• Stated exercise: Which lines in the items below contain the string "woman"? Extract each of those lines in full, and treat uppercase and lowercase as different.

....

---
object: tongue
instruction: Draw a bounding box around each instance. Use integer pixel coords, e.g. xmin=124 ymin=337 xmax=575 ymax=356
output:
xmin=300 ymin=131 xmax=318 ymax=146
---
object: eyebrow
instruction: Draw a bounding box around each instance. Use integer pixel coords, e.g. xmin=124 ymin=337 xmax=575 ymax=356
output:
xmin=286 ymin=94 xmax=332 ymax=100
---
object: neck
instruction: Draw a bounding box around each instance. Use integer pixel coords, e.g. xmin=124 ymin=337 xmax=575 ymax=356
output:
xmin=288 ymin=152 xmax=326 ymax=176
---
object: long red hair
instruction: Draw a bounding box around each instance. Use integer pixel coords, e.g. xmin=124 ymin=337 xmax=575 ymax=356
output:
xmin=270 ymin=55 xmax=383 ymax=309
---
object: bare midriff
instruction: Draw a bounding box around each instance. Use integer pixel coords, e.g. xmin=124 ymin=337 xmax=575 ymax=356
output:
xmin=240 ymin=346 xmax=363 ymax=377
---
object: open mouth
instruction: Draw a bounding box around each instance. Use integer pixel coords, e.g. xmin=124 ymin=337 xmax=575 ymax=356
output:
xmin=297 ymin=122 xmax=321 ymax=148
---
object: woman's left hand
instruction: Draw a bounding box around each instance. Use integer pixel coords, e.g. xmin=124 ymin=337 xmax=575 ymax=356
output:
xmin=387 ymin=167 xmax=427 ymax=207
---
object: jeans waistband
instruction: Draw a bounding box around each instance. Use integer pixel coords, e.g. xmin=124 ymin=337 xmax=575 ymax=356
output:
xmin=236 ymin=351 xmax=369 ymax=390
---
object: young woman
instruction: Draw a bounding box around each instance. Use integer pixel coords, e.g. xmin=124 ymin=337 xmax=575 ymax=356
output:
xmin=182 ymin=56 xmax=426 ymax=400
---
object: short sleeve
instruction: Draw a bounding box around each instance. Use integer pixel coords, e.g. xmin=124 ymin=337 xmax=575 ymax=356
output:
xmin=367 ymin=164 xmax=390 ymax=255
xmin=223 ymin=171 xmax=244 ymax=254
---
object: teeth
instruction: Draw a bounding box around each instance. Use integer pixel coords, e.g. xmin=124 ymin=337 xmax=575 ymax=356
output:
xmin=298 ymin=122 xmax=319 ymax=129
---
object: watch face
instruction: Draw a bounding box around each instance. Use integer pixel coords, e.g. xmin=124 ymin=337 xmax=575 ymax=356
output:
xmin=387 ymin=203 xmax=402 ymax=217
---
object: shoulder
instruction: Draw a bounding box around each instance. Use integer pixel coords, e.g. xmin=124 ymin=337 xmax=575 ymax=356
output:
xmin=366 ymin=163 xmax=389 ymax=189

....

• Output of the task:
object: woman's left hand
object: young woman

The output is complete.